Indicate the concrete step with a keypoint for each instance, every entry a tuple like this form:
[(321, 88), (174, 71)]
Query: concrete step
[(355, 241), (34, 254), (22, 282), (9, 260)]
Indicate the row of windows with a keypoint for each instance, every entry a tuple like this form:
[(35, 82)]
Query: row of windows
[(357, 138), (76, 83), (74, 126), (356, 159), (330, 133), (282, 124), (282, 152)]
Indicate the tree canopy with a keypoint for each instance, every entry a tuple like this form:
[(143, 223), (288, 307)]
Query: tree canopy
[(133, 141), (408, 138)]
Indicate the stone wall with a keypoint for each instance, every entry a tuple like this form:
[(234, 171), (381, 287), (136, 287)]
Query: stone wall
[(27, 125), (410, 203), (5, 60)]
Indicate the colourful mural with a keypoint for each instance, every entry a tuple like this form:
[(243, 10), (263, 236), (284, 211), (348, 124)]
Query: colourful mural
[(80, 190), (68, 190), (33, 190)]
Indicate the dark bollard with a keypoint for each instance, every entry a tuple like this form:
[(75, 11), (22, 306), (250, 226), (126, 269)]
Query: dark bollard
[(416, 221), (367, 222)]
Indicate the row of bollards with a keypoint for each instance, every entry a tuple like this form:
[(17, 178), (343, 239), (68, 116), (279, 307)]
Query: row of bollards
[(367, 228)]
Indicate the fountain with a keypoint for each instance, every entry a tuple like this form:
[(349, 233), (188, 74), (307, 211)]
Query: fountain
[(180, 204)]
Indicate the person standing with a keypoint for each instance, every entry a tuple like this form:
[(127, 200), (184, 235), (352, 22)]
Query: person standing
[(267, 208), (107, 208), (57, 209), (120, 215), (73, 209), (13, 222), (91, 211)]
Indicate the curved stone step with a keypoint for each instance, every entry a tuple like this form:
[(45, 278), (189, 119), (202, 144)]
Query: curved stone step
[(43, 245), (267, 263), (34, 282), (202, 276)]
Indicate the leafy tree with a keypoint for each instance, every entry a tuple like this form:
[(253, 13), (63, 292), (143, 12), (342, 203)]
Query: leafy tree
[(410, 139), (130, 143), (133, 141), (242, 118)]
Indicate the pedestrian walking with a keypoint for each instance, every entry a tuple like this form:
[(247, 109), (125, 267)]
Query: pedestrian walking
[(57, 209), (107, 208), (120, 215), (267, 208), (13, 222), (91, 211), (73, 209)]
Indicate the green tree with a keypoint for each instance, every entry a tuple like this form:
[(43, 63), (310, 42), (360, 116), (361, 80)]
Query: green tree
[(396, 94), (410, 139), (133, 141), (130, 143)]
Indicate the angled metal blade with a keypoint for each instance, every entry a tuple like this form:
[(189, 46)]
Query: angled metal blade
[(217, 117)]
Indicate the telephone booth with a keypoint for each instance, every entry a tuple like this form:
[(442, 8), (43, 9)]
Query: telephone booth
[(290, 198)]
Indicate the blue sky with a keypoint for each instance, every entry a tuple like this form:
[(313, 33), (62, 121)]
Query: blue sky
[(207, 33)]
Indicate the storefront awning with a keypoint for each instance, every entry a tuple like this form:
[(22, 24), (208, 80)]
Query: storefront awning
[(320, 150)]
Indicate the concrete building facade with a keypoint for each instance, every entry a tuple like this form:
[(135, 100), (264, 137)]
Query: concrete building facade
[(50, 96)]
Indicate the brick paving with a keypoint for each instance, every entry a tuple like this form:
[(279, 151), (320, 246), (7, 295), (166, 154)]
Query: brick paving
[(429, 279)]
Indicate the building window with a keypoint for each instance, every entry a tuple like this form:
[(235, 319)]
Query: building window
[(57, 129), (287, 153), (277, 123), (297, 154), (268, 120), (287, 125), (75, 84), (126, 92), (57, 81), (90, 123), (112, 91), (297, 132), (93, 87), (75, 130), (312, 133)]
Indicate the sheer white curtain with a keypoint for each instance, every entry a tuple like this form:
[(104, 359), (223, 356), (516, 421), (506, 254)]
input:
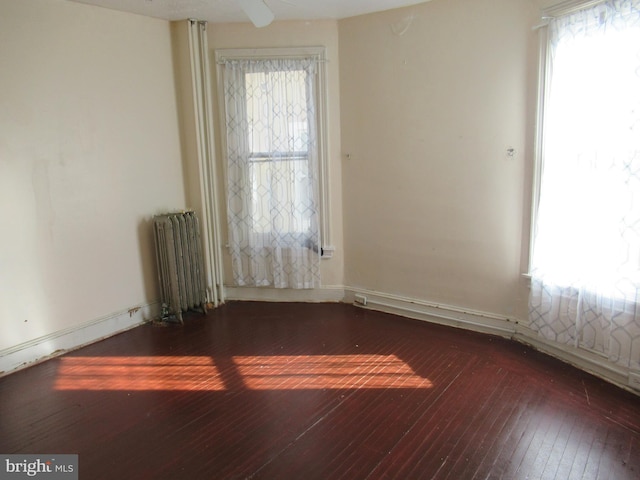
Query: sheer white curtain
[(272, 165), (586, 263)]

▸ **WHAT YOU WILL DO**:
Which lines above run from the one containing "[(243, 10), (263, 236), (284, 211), (348, 124)]" to the one containing "[(247, 109), (125, 267)]"? Give them again exactly, both ends included.

▸ **SOLUTION FOR THIS TASK**:
[(243, 10), (263, 236), (284, 211), (348, 124)]
Query: colourful mural
[(80, 190), (68, 190), (33, 190)]
Indicate the dark bollard with a keypoint for each instance, every entry a tuple like this form:
[(75, 11), (22, 306), (250, 226), (126, 269)]
Query: dark bollard
[(416, 221), (367, 222)]
Indicate the row of bollards with a keypoint for each instance, every entry a tuple like this form:
[(17, 178), (343, 239), (68, 116), (279, 307)]
Query: row of bollards
[(367, 228)]
Indicate the fountain with a keypoint for each instance, every entry a tuple like this form:
[(349, 233), (188, 74), (307, 211)]
Query: fountain
[(180, 204)]
Indicate the person standing with a keypoint for each instance, every entry a tuple like this form:
[(127, 200), (184, 235), (352, 22)]
Query: person standing
[(267, 208), (107, 208), (57, 209), (120, 215), (73, 209), (13, 222), (91, 211)]
Indicate the curved stone step with a keypoint for each instance, every entry a tuple like this form:
[(45, 278), (189, 119), (202, 144)]
Query: curved stone step
[(43, 245), (267, 263), (34, 282), (202, 276)]
Indicate the leafy tree with a keypoint for each instance, every entry a tuple like this form:
[(253, 13), (63, 292), (143, 12), (342, 203)]
Query: leafy tree
[(410, 139), (130, 143), (133, 141), (242, 118)]
Indicate the pedestrian walking with a keypoint for each instance, every entry a tuple like this form:
[(247, 109), (125, 267)]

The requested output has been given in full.